Please present the records below as a Markdown table with the columns "Row" and "Line", from the start of the records through the line containing "point(274, 500)". Leave out blank lines.

** START OF INFORMATION SUPPLIED **

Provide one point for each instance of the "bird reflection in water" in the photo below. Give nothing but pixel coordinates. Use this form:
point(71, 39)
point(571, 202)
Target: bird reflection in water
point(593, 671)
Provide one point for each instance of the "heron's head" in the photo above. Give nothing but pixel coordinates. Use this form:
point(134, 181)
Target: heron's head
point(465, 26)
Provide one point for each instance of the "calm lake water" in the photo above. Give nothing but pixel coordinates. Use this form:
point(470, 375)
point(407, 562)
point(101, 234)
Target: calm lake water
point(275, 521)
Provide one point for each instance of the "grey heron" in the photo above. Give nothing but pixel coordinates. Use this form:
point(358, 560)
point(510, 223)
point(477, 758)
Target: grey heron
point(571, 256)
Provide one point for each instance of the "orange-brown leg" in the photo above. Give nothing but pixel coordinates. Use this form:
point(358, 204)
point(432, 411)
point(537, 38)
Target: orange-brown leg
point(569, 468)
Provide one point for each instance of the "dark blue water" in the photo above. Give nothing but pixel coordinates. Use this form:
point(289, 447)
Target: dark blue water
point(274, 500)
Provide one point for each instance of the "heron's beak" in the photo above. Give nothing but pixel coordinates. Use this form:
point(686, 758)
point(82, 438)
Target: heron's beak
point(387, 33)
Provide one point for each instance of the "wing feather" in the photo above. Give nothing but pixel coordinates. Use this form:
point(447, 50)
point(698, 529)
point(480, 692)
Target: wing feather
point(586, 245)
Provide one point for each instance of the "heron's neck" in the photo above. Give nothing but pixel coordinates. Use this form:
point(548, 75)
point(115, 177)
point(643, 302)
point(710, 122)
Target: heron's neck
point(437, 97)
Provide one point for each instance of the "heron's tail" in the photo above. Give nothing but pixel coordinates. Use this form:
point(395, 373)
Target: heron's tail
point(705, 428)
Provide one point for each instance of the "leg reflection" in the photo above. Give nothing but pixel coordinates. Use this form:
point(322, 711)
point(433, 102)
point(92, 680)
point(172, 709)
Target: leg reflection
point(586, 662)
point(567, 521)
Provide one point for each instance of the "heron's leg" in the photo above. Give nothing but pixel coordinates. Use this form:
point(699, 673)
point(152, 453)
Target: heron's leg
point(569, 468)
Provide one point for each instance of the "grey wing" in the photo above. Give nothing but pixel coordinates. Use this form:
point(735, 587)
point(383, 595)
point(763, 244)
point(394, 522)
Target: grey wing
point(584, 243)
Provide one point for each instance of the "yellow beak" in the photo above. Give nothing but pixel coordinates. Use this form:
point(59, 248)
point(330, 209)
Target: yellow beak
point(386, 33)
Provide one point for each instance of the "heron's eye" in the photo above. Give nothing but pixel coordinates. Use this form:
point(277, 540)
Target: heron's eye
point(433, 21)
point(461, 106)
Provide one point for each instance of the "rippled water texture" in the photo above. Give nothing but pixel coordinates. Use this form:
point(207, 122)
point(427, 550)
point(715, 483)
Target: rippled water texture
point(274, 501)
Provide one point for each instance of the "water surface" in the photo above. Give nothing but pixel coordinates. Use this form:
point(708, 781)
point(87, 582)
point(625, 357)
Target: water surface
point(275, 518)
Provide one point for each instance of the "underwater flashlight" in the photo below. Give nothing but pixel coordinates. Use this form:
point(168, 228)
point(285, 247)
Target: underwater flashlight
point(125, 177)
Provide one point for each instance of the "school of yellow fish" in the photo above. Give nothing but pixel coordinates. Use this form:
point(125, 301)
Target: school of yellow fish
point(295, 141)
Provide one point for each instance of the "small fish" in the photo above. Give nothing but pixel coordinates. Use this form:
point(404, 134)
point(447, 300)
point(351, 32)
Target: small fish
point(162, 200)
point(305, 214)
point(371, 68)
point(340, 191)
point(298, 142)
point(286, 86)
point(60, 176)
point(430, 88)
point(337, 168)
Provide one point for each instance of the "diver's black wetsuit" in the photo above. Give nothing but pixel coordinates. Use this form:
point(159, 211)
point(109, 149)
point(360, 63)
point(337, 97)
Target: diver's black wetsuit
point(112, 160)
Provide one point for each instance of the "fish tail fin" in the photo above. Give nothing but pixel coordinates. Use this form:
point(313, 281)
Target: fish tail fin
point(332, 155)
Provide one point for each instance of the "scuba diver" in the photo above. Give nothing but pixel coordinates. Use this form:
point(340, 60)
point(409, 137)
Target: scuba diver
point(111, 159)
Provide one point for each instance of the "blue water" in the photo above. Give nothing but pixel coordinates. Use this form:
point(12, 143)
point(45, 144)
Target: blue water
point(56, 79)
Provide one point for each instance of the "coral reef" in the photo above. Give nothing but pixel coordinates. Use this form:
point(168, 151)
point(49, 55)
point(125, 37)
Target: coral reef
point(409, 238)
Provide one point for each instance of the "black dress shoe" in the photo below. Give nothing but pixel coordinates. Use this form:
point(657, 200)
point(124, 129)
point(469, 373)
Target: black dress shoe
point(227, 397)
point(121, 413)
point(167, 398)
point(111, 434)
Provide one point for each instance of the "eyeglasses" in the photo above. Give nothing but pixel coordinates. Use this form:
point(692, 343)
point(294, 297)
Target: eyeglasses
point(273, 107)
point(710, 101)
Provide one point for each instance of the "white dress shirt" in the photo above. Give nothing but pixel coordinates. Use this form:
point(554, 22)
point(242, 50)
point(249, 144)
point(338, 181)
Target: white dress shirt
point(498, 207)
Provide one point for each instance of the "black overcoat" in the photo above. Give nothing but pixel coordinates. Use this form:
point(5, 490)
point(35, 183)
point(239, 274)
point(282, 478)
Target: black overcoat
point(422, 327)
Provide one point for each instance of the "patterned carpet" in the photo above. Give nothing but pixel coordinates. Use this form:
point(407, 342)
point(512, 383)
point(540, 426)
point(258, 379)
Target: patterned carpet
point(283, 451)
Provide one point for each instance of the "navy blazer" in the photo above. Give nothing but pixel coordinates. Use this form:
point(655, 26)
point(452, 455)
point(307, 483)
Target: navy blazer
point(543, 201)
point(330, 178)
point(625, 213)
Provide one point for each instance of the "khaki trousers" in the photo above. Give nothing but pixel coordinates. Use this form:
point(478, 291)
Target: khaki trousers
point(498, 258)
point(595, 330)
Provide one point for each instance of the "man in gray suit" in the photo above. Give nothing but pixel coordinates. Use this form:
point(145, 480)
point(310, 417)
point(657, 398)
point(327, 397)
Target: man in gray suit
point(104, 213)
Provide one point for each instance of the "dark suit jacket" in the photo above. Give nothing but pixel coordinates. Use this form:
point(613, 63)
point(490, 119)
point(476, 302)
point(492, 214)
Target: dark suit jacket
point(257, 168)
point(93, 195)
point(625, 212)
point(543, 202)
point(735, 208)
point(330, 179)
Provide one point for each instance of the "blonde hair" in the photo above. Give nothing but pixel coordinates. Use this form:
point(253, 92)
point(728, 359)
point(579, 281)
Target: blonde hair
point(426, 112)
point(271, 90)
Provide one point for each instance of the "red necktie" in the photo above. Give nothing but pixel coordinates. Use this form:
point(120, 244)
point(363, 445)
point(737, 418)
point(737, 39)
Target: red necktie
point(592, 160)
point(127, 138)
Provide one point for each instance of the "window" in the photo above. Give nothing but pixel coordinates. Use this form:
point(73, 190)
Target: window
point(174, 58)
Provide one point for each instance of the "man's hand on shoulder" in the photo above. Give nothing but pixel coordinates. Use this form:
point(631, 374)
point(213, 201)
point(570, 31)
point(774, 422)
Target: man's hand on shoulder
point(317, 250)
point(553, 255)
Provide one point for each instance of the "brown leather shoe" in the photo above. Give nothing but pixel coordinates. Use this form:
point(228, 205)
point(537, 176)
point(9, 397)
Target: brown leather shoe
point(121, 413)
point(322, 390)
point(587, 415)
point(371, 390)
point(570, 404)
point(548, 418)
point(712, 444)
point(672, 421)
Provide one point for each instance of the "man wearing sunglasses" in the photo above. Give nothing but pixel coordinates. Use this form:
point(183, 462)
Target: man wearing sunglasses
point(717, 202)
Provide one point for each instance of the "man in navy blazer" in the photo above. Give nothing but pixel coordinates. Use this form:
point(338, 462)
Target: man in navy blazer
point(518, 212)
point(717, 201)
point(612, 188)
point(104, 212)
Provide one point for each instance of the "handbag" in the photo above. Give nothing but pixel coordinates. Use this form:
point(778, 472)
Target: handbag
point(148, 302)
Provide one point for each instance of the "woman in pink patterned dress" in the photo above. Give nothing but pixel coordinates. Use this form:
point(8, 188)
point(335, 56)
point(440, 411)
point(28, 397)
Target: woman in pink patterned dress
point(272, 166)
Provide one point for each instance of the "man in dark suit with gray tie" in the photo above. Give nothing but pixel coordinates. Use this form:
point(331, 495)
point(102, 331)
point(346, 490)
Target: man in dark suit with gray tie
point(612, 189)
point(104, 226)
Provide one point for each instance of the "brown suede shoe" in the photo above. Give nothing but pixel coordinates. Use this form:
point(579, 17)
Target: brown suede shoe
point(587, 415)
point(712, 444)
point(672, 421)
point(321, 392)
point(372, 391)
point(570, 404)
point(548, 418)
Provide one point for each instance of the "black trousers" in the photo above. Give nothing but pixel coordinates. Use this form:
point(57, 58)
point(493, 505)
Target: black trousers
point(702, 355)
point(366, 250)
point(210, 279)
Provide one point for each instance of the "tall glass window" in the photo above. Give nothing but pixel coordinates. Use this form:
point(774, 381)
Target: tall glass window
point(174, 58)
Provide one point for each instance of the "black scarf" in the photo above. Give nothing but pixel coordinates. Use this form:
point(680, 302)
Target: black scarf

** END OF INFORMATION SUPPLIED **

COMPLETED EXERCISE
| Row | Line |
|---|---|
| 1 | Provide one point for each instance of the "bird reflection in water" in the photo below. Give nothing but pixel coordinates. Use this form: |
| 2 | point(71, 39) |
| 3 | point(571, 202) |
| 4 | Target: bird reflection in water |
| 5 | point(593, 671) |
| 6 | Provide one point for each instance of the "heron's head" in the photo above. Give nothing but pixel coordinates. Use this form: |
| 7 | point(134, 181) |
| 8 | Target: heron's head |
| 9 | point(465, 26) |
| 10 | Provide one point for each instance of the "calm lake water" in the photo above. Give nothing but pixel coordinates. Use this form: |
| 11 | point(470, 375) |
| 12 | point(407, 562) |
| 13 | point(101, 234) |
| 14 | Target: calm lake water |
| 15 | point(275, 521) |
| 16 | Provide one point for each instance of the "grey heron" in the photo above. Give nothing but pixel coordinates. Use this form: |
| 17 | point(358, 560) |
| 18 | point(510, 223) |
| 19 | point(477, 758) |
| 20 | Target: grey heron |
| 21 | point(571, 256) |
| 22 | Provide one point for each instance of the "orange-brown leg" in the photo above. Give nothing but pixel coordinates. Use this form: |
| 23 | point(358, 204) |
| 24 | point(432, 411) |
| 25 | point(537, 38) |
| 26 | Target: orange-brown leg |
| 27 | point(569, 468) |
| 28 | Provide one point for each instance of the "dark blue water" in the photo above. Give nothing but pixel coordinates. Use this form: |
| 29 | point(289, 447) |
| 30 | Target: dark blue water |
| 31 | point(274, 500) |